** Start of PROVIDED RECORDS **

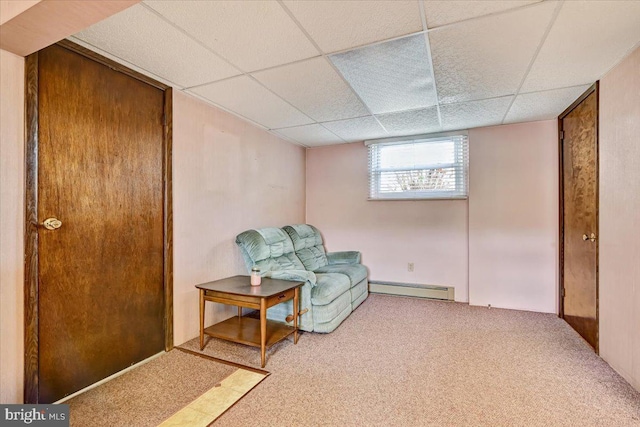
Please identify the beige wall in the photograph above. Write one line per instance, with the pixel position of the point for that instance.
(390, 234)
(11, 226)
(228, 176)
(513, 216)
(619, 239)
(498, 248)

** End of PROVIDED RECORDS **

EXERCISE DIRECTIONS: Repeat the data in full and exactly. Omit pictures.

RESULT OF THE EXERCISE:
Please identify the beige wall in the photograph above. Write one line per instance, with the pixel position of the point for that instance.
(390, 234)
(11, 226)
(228, 176)
(513, 216)
(619, 239)
(498, 248)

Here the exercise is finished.